:: Excerpted text ::
-- -- --
Results: Heart Rates versus time for the two swim techniques are shown in Figure 1.
Click on the images to view larger images
On examination of Figure 1, it is apparent that the Heart Rate vs. Swim Time looks the same regardless of technique! A statistical analysis was performed to verify this result numerically.
For this result, a differential between each trial and target time was made. An example: the difference between trial-1 Float-30 second target and trial-1 Downhill-30 second target. All of these differentials were calculated for each trial, and the average differential between these was analyzed by paired comparison. The average differential, 90% confidence limits and p-value of the differential is shown in Figure 02.
Figure 02 – results
The results and conclusions that can be made from Figure 02 are described below
Time Differential: As the experiment evaluated Heart Rate at a set goal time, the Float-Downhill must be as close to zero as possible in order for the experiment to be valid. Figure 02 shows that Float vs. Downhill times were performed to a precision better than plus/minus 0.2 seconds. A significant difference in time could not be detected between the two methods. The conclusion is that this experiment successfully tested time targets that are equivalent between the Float and Downhill swim techniques
Stroke Count Differential: As the differences between Float and Downhill techniques are quantified in this experiment by stroke count, it is imperative that a statistically significant difference of stroke count is proven and quantified. The p-value of zero proves that a difference was detected in stroke count of the two methods. To 90% confidence, the Float technique involved anywhere between 6.0 and 7.2 strokes more than the Downhill technique, with an average of 6.6 strokes over a 50 meter distance. This is a very consistent result and enough to show that this experiment is a fair comparison of the two swimming methods.
Heart Rate Differential: Heart Rate was the response variable in the experiment. As the p-value was greater than 0.05, the conclusion of this experiment was that a difference between Float and Downhill techniques could not be established. The confidence interval of this result is 10.8 beats per minute. It can be concluded that any difference between Downhill and Float methods is less than 6.4 beats per minute.
-- -- --
:: Dataset records ::

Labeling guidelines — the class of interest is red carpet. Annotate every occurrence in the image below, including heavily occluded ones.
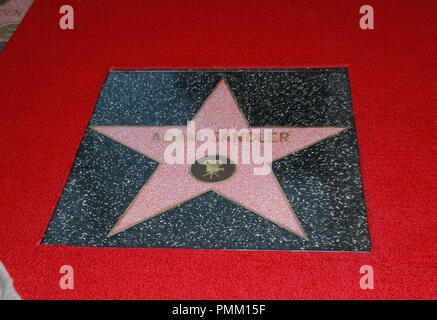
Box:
[0,0,437,299]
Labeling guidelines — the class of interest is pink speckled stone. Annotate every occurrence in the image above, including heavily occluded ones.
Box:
[93,80,346,238]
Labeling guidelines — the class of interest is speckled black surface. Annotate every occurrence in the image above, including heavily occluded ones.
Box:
[42,68,370,251]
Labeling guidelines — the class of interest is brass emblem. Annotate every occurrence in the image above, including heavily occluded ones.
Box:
[190,155,237,183]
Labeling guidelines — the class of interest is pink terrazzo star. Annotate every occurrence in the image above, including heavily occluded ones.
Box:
[92,80,347,239]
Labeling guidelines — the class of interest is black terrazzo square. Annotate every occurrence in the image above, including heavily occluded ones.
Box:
[42,68,370,251]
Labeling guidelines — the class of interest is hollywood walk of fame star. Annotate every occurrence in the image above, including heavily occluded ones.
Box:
[91,80,348,239]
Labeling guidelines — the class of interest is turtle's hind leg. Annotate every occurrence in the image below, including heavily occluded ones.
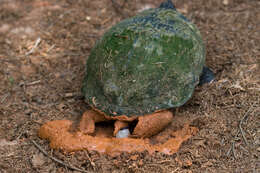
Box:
[199,66,215,85]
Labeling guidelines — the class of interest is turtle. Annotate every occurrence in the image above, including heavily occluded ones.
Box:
[79,0,214,138]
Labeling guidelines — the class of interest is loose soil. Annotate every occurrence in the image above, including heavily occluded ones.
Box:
[0,0,260,173]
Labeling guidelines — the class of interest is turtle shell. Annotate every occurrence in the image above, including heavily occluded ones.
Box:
[82,5,205,117]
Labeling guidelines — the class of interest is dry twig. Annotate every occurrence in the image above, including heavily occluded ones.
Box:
[25,37,41,56]
[239,104,255,145]
[84,150,96,171]
[31,140,87,172]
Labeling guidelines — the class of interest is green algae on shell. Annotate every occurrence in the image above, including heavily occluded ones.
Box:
[83,8,205,116]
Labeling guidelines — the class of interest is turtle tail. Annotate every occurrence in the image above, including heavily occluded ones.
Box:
[159,0,176,10]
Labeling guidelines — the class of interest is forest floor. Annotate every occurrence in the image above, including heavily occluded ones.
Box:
[0,0,260,173]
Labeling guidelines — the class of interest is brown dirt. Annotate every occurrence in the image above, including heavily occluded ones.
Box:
[0,0,260,172]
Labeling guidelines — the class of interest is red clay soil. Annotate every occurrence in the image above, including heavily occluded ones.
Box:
[0,0,260,173]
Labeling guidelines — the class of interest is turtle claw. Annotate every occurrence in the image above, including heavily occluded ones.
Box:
[113,120,129,136]
[79,110,106,135]
[133,111,173,138]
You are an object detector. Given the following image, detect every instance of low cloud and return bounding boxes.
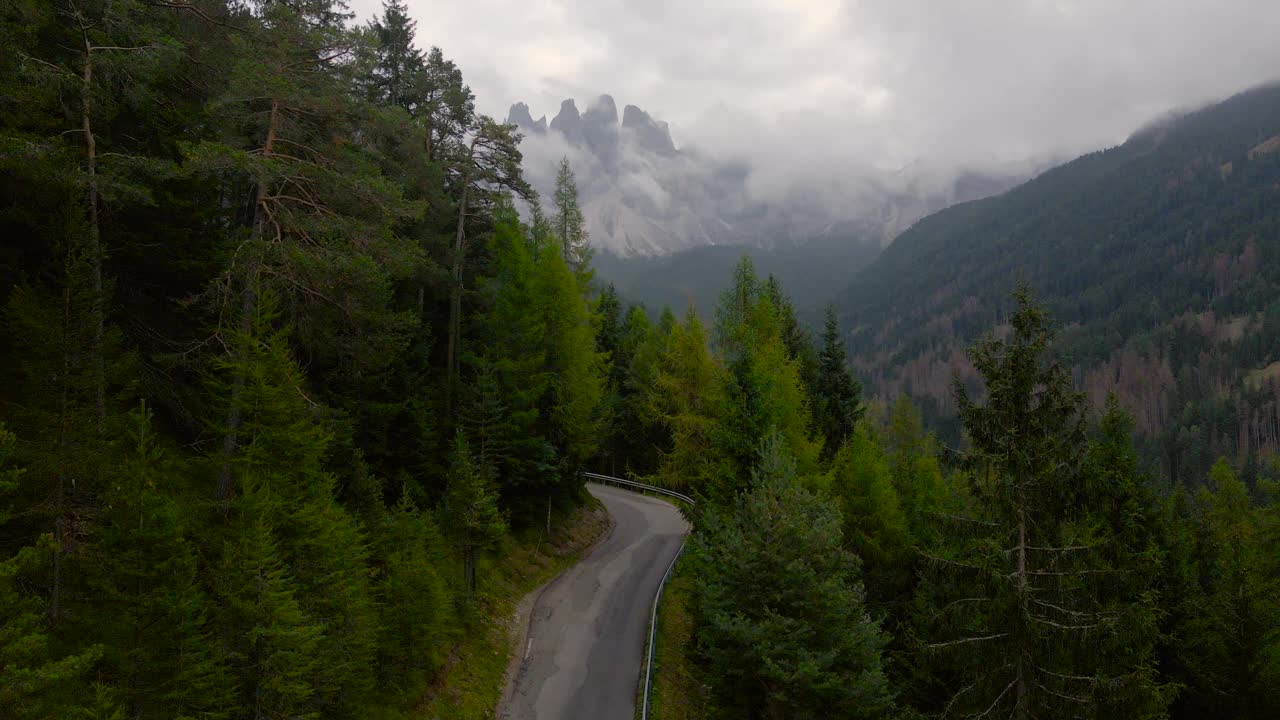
[352,0,1280,226]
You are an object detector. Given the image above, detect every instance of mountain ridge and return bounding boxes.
[507,95,1025,258]
[837,79,1280,478]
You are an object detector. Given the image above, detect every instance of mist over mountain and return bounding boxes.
[507,95,1030,258]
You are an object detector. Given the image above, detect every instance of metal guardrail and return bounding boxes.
[582,473,698,506]
[582,473,698,720]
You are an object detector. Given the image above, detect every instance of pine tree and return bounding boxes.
[831,428,915,609]
[922,288,1167,719]
[93,404,236,719]
[375,496,454,691]
[690,434,891,719]
[645,306,724,497]
[1178,459,1280,719]
[882,395,948,539]
[810,306,863,460]
[369,0,425,114]
[445,115,532,414]
[214,517,323,720]
[716,256,820,491]
[552,158,593,274]
[0,424,104,720]
[444,433,507,597]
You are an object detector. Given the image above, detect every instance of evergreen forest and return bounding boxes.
[0,0,1280,720]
-- -- --
:: Requests ::
a – Please rewrite the records from the line with "Labeling guidelines — the class of interest is loose" up to and including the line with "[82,5,205,117]", renaming "turtle shell" to "tortoise shell" and leaving everything else as it stands.
b – Go on with the swim technique experiment write-up, picking up after its final sentence.
The swim technique text and the records were gathered from separate, unrelated sources.

:: Final results ::
a –
Labeling guidelines — the class of interest is loose soil. Annotate every occurrence in the image above, including heavily occluded ones.
Box:
[0,0,260,173]
Labeling guidelines — the class of interest is tortoise shell. Annotate every occurrence in the image above, including heavily occluded ones.
Box:
[82,5,205,117]

b –
Analysis of Results – Differences in Stroke Count
The plot of stroke count vs. recorded time is shown in Figure 03. It shows clearly the two populations of stroke counts (high and low) for each target time. It also shows that as target time decreased, so did stroke count for both the Float and Downhill techniques. Furthermore, the differential between the two techniques appears constant for a given target time.
Figure 03 – Stroke count (over 50 meters) vs. 50 meter swim time (seconds)
The data gathered from the Float and Downhill techniques were analyzed. This was done to ensure that there were no odd data points or “fliers” which impacted the experimental result. The Float technique is analyzed in Figure 04 and the Downhill Technique is analyzed in Figure 05. From these figures, it is conclusive that there are no ‘flier’ data points which impacted results. The charts shown in Figures 4 and 5 are explained below.
Top Left – Histogram of residuals – The residuals (actual value – expected) for all data points should be roughly centered at zero with no single points unusually far from zero (compared to all other data). Both Float and Downhill data appear acceptable
Top Right – Residuals vs. order of data – This plot should appear random. If it appears like a straight line up or down or has some other pattern, it is likely that the order of test runs had an impact on the result (like athlete fatigue for example). There are no patterns in the Float and Downhill data
Bottom Left – Normal Probability Plot – This plot should be approximately a straight line. If it is not, then the data set might contain “fliers”. The line appears straight for Float and Downhill data
Bottom Right – Residuals vs. Fitted Values – If the residuals are different for a given fitted value (for example, residuals all negative for low heart rates, then all positive for high heart rates), then the results may have been impacted by unforeseen factors. The residuals are random for all fitted values for both Float and Downhill swim techniques.
Figure 04 – Float Swim Technique data analysis
Figure 05 – Downhill Swim Technique data analysis
The analysis of data shows that this experiment is a fair comparison of the Float and Downhill swim techniques. Specifically, no ‘flier’ data points were noted in the results. The difference between Float and Downhill techniques were successfully quantified as the stroke count in a 50-meter pool. In this experiment, the stroke count differential was approximately 6.5 strokes at any given speed.
This experiment result shows that the difference in Heart Rate at set speed between two swim techniques, Float and Downhill, is inconclusive within plus/minus 6.4 heart beats per minute. This result is evidence that distance-per-stroke is an inappropriate metric for evaluating swimming efficiency as defined by heart rate for a given speed. As this experiment specifically quantified distance-per-stroke, it does not identify the true metric for swimming efficiency. Either an alternative swim metric, or an alternative efficiency metric (like blood lactate levels, for example) would have to be tested in similar fashion to this experiment in order to confirm and quantify what really defines swimming efficiency.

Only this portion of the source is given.